• _What is needed_
Only an exact copy of the entries, stripped of pictures, will serve as the answer.

─── Provided data

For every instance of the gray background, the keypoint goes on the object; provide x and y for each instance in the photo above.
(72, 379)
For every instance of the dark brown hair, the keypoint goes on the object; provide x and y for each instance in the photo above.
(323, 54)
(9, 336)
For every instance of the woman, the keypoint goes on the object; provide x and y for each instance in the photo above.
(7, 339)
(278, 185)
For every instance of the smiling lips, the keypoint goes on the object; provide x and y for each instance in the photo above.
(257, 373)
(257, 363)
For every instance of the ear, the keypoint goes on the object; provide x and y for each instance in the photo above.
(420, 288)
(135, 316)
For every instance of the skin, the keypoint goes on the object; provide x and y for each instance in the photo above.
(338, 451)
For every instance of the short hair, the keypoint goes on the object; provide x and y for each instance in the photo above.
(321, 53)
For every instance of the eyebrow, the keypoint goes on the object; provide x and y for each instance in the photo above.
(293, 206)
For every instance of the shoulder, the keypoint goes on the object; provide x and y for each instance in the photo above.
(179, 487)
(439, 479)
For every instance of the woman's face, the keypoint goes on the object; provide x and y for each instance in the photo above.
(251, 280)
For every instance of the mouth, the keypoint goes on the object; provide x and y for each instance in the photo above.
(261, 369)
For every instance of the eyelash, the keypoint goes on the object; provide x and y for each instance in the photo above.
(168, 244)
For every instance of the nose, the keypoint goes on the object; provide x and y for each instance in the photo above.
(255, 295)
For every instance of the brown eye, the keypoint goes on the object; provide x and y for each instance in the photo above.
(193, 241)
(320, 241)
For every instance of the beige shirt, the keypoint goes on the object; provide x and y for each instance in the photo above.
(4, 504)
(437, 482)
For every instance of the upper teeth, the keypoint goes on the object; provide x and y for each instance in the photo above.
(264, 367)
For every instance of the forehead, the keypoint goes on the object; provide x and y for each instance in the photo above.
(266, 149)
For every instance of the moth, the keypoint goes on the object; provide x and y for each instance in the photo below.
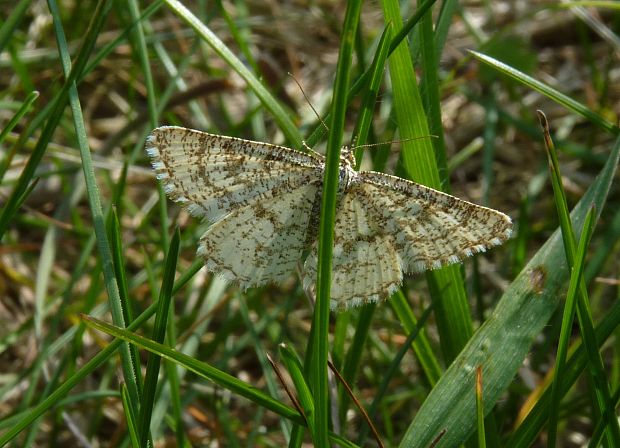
(263, 203)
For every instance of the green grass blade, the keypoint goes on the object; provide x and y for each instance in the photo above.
(584, 314)
(447, 288)
(279, 114)
(202, 369)
(129, 369)
(548, 91)
(320, 322)
(359, 84)
(23, 109)
(11, 22)
(130, 418)
(503, 341)
(525, 434)
(159, 333)
(354, 355)
(55, 114)
(304, 395)
(567, 325)
(480, 409)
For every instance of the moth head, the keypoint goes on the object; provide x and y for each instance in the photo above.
(347, 156)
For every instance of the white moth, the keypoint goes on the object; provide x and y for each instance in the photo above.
(263, 204)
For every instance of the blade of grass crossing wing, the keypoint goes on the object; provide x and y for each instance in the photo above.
(452, 310)
(354, 355)
(482, 443)
(320, 322)
(503, 341)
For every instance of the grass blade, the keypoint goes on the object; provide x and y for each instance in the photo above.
(159, 333)
(548, 91)
(320, 322)
(266, 98)
(504, 340)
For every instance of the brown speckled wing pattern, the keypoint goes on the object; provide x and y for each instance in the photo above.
(262, 199)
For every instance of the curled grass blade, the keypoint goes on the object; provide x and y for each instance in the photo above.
(504, 340)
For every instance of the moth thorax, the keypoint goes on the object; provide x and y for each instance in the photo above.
(347, 156)
(347, 168)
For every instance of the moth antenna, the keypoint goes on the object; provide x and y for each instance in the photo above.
(308, 101)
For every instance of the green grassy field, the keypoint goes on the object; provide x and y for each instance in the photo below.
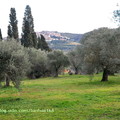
(64, 98)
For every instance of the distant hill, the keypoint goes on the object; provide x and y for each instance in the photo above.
(62, 41)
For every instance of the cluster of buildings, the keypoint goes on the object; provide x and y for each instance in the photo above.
(52, 35)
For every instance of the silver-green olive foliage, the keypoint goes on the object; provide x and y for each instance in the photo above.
(76, 59)
(38, 60)
(13, 62)
(102, 50)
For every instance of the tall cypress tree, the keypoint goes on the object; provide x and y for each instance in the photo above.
(0, 35)
(10, 35)
(13, 23)
(42, 44)
(29, 38)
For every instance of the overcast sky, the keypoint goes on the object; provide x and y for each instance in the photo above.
(76, 16)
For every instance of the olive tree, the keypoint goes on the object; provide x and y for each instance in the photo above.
(76, 59)
(38, 60)
(13, 62)
(57, 60)
(101, 51)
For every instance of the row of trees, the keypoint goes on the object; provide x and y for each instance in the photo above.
(99, 52)
(17, 62)
(28, 37)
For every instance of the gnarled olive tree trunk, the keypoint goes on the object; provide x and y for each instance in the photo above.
(105, 75)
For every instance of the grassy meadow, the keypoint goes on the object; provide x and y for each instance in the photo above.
(74, 97)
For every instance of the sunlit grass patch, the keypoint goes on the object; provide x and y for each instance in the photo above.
(72, 97)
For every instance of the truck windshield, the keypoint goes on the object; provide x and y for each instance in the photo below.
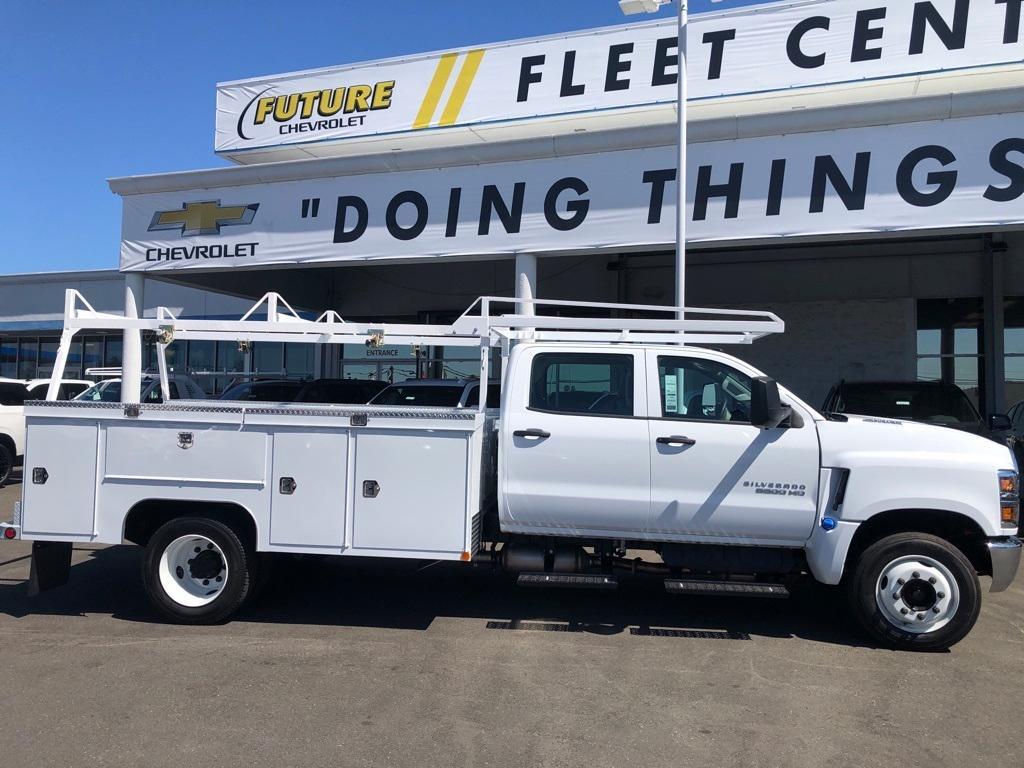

──────

• _Task response_
For every instance of the gray background, the keypoint goes on the object; provide x and y for each instance in the photo above.
(72, 379)
For every instance of the dark brown hair, the keypoint goes on the object; provide x and y for each instance in the photo above.
(323, 54)
(9, 336)
For every instance of the woman, the keypoint goes on the object; provide x and y for each instance in the photo above.
(7, 339)
(278, 185)
For every instance of the smiling lips, the keypoint goes on the object; provide x and y for each instance in the photo above.
(257, 373)
(257, 363)
For every instance of the ear, the keypoint goes on the object; provide x and y for each instance in the photo above.
(420, 288)
(135, 316)
For every instance of the skin, the keypoint goes on the object; provide x and y for each instance in the photo above.
(338, 451)
For every instance of the short hair, the keypoint goes on the object; provide x and y for each instance in the photo above.
(321, 53)
For every instance of the eyebrow, the keypoint goes on the object; provide x and y for each instance in the photo above.
(293, 206)
For every instance of the shoulder, the keypoint goes on the object; provide x and y for each instance in the photo above.
(179, 487)
(439, 479)
For every instance of the woman's face, the keypoint goes on the object; provide x and y for each instance in the photo above.
(251, 280)
For every instance of the mouth, the keypoint goes on the object; provide x and y for each instance in the photo above.
(261, 369)
For every instance of the eyelash, the keypoint goes on the object; provide x and y for each instance in the photo above.
(168, 244)
For every instance of the nose, the keypoint goes on the object; provide x and y for each instance in the photo above.
(255, 295)
For every instance of the brown eye, the keypoint goes on the object; provide x and y for each instance in the photo above.
(193, 241)
(320, 241)
For every instance of the beige shirt, the keypoint goes on the object; provide x and y for each instance in the photo above.
(4, 504)
(437, 482)
For every instance of the upper teeth, the keypoint goes on the object; provide x and y for each instance in the photo above.
(264, 367)
For every instance of the forehead, the keypoint goes on the object; provide x and y for each instance in the photo above.
(266, 149)
For every instance of the moth, the keypoint goes on the object; provide x and y for each instance in the photo below.
(263, 203)
For every instance of the green grass blade, the keypoint goes on the object; provide x and y for each instance in the photo above.
(584, 314)
(447, 288)
(279, 114)
(202, 369)
(129, 369)
(548, 91)
(320, 322)
(359, 84)
(23, 109)
(11, 22)
(130, 418)
(503, 341)
(525, 434)
(159, 333)
(354, 355)
(55, 114)
(304, 395)
(567, 325)
(480, 409)
For every instance of the moth head, the keypoint goes on the object; provide x and y for each instance in the photo above.
(347, 156)
For every instance of the white moth, the keypoint goes on the object; provide x and y for each instance in the photo above.
(263, 204)
For every instance of the blade of grass crossing wing, the keypoint goes on the object; provide x and y for each instance in the photo above.
(452, 310)
(354, 355)
(482, 443)
(320, 322)
(503, 341)
For every instance of the grass blade, the keypoint goes on the object; provide x and y for each instance in the photo above.
(159, 333)
(548, 91)
(320, 322)
(266, 98)
(504, 340)
For every instance of the brown speckled wing pattern, the keypoint goes on the object; provide x and y for each instance in the photo above.
(262, 199)
For every instance of the curled grass blade, the keypoint goes on the object; provide x and y for each instance in the photo above.
(504, 340)
For every instance of the moth thorax, the keypoint goes on the object; provide x and y for each instance in the photo above.
(347, 156)
(347, 168)
For every instance of the moth antenna, the keypoint goes on the object; provide x and y for each instance in the photo above.
(308, 101)
For every instance of the green grassy field, the keypoint goes on the object; provide x and y for each instance in the photo below.
(64, 98)
For every instance of the distant hill, the keypoint goes on the object; provide x and y for each instance in the photo above.
(62, 41)
For every instance of the cluster of buildings, the keypoint goes on the object; provide x and y for each instance in the photo above.
(52, 35)
For every instance of the silver-green olive foliage, the keypoint goes on the object; provide x and y for each instance in the photo above.
(76, 59)
(38, 60)
(13, 62)
(102, 50)
For every instance of the tall cypress tree, the keypoint goes on the object; provide x and y for each instance in the photo above.
(0, 35)
(10, 35)
(13, 23)
(42, 44)
(29, 38)
For every instance of the overcast sky, the keypoint goes on the object; provide x and y for each instance in the photo above.
(76, 16)
For every instance of the olive tree, the keypoint goes on the object; provide x and y for each instance in the photo above.
(76, 59)
(38, 60)
(13, 62)
(57, 60)
(101, 51)
For every instance of the row of trees, the keypoint goes on the object; provide x and y for each instance in the photo above.
(99, 52)
(17, 62)
(28, 37)
For every instance of the gnarled olive tree trunk, the keypoint goes on the object; provide x and y for each instance in the photo above.
(105, 75)
For every instance of the grassy meadow, the keypoint goes on the object; provide x and y for each instance in the photo above.
(74, 97)
For every instance of the sunlit grass patch, the keypoint goes on the object; provide x and y for each instance in the photo above.
(72, 97)
For every instance of the truck windshield, the keypoint goes on the object; provide x and y for each instance in the photo below.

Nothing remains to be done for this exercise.